Display, copied unchanged, each line of the rows below that contains the string "woman". Case counts.

START

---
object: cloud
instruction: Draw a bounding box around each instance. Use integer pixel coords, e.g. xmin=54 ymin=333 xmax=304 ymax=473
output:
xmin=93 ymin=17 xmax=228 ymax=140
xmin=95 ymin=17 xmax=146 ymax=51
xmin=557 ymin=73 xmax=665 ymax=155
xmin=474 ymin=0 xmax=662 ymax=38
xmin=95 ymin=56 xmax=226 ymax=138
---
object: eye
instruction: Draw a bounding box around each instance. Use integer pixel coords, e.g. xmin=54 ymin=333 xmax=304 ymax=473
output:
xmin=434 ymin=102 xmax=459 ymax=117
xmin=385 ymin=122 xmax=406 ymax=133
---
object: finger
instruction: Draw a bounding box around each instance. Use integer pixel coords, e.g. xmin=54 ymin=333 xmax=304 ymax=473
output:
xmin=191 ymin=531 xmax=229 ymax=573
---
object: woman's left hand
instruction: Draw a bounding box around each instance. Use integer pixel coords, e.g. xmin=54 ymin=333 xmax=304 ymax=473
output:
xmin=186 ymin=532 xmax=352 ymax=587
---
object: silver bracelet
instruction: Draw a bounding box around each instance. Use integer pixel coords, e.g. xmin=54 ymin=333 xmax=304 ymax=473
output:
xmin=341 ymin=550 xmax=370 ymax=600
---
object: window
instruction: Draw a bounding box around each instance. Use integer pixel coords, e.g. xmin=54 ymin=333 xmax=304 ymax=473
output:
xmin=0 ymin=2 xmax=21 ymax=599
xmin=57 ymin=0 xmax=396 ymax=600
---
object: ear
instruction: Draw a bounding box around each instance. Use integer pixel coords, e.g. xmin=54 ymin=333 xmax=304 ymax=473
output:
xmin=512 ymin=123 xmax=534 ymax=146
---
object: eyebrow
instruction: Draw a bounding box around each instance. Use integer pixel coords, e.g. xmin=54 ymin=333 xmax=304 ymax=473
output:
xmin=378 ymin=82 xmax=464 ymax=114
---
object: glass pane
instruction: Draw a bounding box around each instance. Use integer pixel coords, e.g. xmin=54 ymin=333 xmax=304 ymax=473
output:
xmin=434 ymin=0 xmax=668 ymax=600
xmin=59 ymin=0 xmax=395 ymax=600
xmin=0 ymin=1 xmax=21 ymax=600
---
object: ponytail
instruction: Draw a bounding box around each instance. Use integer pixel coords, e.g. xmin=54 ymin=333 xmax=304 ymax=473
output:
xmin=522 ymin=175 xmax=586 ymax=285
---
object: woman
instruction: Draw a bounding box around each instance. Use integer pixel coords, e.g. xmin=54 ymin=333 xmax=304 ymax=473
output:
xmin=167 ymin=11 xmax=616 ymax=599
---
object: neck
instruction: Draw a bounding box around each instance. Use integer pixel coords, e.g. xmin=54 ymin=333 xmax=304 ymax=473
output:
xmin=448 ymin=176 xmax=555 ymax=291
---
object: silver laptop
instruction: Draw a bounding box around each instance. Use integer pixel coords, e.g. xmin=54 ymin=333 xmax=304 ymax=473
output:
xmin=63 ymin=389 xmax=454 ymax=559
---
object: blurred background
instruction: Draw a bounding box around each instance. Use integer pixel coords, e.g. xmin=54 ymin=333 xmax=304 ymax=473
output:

END

• _Expected answer_
object: woman's left hand
object: woman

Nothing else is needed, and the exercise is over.